Lesetext
^^^^^^^^^^^^^^^^

Der Bundesgerichtshof hatte sich in der Entscheidung vom 6. Dezember 1984 (VII ZR 64/84, NJW 1986, 588) mit dem Sachverhalt zu befassen, daß der Kläger mit einem Teil der in einem Erstprozeß im Jahre 1976 rechtshängig gemachten Klageforderung gegen eine Forderung des Beklagten in einem von diesem im Jahre 1980 angestrengten Zwischenprozeß aufgerechnet und sodann im Erstprozeß die Hauptsache im Hinblick auf die im Zwischenprozeß erklärte Aufrechnung insoweit für erledigt erklärt hatte. Der Bundesgerichtshof hat eine Erledigung mit der Begründung angenommen, diese sei materiell eingetreten durch die begründete Aufrechnung der streitgegenständlichen Forderung mit ebenfalls begründeten Gegenforderungen des Beklagten; dies sei das "erledigende Ereignis". Da die Klage bis zu diesem Zeitpunkt zulässig und begründet gewesen sei, sei somit Erledigung eingetreten (aaO S. 589). Nach dem festgestellten Sachverhalt bestand allerdings kein Anhaltspunkt dafür, daß die Aufrechnungslage bereits vor Klageerhebung in dem Erstprozeß bestanden haben könnte.

^^^^^^^^^^^^^^^^

Angezeigte Daten

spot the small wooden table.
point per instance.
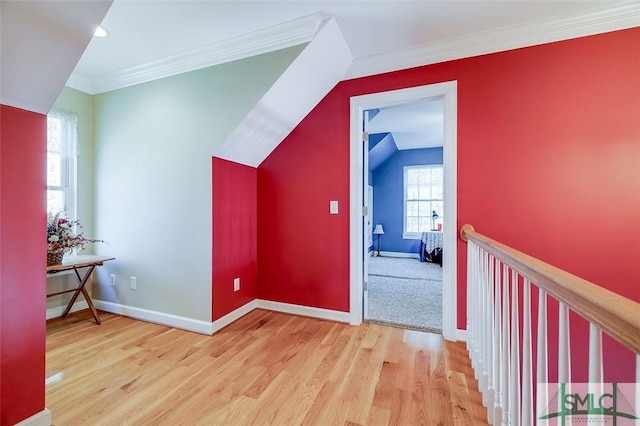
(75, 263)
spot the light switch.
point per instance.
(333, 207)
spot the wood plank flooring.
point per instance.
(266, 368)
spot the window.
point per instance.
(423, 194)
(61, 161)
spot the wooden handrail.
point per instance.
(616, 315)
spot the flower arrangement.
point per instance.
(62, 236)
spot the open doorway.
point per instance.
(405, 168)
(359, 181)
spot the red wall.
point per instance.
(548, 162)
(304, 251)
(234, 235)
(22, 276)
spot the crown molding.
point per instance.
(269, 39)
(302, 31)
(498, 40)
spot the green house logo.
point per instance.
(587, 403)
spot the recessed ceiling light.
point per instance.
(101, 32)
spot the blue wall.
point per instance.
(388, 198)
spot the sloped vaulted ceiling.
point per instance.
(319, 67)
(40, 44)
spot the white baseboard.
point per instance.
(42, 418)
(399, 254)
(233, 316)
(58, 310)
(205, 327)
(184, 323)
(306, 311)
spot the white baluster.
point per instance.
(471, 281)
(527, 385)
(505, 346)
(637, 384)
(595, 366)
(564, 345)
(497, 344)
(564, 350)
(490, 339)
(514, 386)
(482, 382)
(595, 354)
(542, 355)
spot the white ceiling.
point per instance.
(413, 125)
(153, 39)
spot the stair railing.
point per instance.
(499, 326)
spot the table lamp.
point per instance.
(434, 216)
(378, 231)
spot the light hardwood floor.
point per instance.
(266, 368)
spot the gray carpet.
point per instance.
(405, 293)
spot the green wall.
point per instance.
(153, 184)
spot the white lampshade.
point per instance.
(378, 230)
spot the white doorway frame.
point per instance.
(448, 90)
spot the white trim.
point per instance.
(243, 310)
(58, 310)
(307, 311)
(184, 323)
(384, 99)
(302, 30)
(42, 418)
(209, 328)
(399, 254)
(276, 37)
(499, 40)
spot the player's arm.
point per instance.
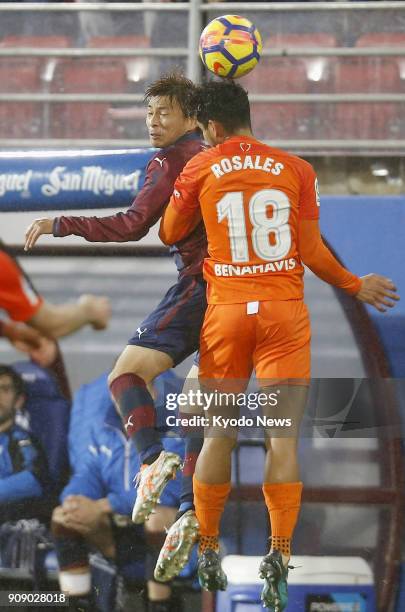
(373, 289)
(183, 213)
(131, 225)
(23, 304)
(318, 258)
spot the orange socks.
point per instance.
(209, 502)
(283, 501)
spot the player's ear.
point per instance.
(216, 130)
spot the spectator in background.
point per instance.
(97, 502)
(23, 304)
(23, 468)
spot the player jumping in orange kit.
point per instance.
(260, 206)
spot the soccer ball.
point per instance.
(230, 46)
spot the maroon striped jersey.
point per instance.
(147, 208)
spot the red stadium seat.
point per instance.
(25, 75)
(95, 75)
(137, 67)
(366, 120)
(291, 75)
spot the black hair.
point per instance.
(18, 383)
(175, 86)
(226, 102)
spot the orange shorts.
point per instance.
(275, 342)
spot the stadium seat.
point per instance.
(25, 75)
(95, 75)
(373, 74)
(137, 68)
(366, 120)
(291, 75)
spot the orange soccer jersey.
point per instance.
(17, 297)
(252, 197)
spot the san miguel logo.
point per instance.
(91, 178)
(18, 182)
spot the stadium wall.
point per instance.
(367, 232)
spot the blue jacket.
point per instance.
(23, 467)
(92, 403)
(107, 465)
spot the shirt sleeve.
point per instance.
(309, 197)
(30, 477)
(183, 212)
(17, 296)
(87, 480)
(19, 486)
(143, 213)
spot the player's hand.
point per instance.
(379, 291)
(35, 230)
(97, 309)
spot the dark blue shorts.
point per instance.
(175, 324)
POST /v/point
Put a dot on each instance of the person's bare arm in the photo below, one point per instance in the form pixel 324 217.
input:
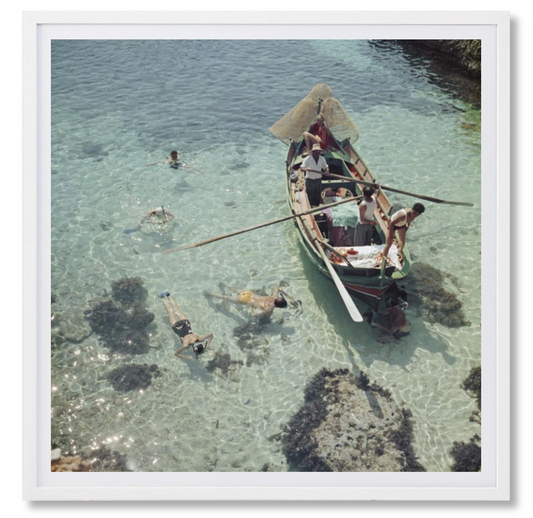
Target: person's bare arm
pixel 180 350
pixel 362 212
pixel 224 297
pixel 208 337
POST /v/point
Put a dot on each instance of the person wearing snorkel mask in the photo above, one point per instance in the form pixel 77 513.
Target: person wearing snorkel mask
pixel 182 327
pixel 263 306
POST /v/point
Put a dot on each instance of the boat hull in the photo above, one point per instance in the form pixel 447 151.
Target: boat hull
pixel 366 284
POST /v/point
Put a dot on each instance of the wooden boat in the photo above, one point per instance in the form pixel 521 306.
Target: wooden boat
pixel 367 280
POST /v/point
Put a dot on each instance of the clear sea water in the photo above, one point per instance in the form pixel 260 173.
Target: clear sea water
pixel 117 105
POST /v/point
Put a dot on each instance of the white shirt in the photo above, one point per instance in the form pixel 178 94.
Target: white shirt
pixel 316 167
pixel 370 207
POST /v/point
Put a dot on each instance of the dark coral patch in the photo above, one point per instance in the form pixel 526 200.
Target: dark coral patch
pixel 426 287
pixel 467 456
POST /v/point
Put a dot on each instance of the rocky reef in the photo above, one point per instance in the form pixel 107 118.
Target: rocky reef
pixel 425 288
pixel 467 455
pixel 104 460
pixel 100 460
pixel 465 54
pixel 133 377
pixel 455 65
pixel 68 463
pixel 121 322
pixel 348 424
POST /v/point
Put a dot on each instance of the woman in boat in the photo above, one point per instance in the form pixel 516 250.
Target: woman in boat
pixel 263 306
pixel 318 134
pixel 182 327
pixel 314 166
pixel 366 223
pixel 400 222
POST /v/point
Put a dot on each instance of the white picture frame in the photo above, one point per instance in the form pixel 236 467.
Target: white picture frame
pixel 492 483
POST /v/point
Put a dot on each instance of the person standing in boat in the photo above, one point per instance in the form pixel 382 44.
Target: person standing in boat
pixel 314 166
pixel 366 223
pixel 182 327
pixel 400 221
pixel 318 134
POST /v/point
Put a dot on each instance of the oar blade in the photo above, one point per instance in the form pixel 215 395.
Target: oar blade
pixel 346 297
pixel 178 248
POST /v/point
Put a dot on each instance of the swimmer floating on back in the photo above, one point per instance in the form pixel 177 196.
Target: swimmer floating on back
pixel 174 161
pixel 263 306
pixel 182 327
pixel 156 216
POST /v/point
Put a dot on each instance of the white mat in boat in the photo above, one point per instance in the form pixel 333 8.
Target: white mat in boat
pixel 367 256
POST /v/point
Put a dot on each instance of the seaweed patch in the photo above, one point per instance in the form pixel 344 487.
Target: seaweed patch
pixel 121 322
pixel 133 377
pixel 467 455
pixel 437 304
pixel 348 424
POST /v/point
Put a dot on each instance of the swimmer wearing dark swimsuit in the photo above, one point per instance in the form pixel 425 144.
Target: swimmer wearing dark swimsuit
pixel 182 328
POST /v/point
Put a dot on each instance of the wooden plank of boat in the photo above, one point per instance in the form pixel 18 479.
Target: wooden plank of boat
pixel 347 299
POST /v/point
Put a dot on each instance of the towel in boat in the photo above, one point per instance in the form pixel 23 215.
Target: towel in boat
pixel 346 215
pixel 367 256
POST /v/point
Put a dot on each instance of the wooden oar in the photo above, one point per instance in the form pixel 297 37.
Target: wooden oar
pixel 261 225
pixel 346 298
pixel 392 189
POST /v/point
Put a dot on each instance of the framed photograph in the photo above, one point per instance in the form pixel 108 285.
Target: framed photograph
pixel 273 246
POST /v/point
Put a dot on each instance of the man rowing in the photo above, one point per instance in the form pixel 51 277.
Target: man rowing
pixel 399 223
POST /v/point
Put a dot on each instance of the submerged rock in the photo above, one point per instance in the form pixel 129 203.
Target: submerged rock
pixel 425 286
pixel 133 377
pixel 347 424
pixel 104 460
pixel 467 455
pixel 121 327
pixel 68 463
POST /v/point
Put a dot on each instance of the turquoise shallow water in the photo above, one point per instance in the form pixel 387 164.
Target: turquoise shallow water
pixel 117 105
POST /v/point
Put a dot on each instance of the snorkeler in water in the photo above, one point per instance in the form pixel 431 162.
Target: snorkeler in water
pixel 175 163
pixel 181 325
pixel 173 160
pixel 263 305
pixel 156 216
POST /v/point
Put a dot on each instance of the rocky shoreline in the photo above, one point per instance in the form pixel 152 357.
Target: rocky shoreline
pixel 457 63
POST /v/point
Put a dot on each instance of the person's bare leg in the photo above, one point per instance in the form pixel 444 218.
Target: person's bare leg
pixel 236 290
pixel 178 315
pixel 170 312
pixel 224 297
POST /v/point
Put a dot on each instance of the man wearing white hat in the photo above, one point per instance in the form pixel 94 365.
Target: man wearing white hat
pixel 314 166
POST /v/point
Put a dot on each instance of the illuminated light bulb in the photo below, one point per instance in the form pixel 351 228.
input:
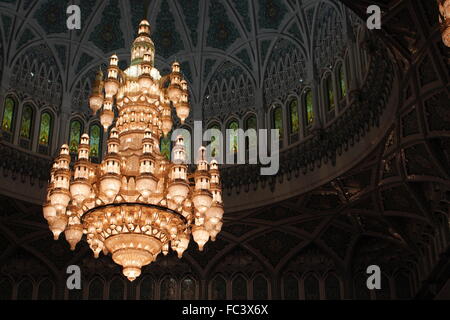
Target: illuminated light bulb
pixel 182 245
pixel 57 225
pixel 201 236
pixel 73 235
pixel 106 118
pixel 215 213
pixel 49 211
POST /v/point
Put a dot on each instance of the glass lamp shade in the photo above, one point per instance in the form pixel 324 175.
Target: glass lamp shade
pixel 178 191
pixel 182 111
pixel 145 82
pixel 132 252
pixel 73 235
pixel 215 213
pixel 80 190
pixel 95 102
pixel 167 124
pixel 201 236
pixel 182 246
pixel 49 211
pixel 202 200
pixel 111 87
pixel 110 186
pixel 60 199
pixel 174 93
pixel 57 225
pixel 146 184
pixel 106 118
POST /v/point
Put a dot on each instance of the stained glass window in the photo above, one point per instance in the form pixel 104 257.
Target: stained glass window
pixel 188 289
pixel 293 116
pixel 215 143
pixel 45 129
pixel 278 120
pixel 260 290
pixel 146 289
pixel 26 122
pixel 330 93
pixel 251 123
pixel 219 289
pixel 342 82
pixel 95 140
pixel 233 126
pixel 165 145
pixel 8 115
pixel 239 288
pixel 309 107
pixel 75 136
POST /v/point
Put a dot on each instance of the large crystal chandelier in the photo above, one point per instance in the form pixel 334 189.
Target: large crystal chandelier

^^^^^^^^^^^^^^^^

Aufgabenziel
Kannst du den Lesetext zur BGH-Entscheidung über Aufrechnung und Erledigung vollständig und wortgetreu kopieren?

Lösung
Der Bundesgerichtshof hatte sich in der Entscheidung vom 6. Dezember 1984 (VII ZR 64/84, NJW 1986, 588) mit dem Sachverhalt zu befassen, daß der Kläger mit einem Teil der in einem Erstprozeß im Jahre 1976 rechtshängig gemachten Klageforderung gegen eine Forderung des Beklagten in einem von diesem im Jahre 1980 angestrengten Zwischenprozeß aufgerechnet und sodann im Erstprozeß die Hauptsache im Hinblick auf die im Zwischenprozeß erklärte Aufrechnung insoweit für erledigt erklärt hatte. Der Bundesgerichtshof hat eine Erledigung mit der Begründung angenommen, diese sei materiell eingetreten durch die begründete Aufrechnung der streitgegenständlichen Forderung mit ebenfalls begründeten Gegenforderungen des Beklagten; dies sei das "erledigende Ereignis". Da die Klage bis zu diesem Zeitpunkt zulässig und begründet gewesen sei, sei somit Erledigung eingetreten (aaO S. 589). Nach dem festgestellten Sachverhalt bestand allerdings kein Anhaltspunkt dafür, daß die Aufrechnungslage bereits vor Klageerhebung in dem Erstprozeß bestanden haben könnte.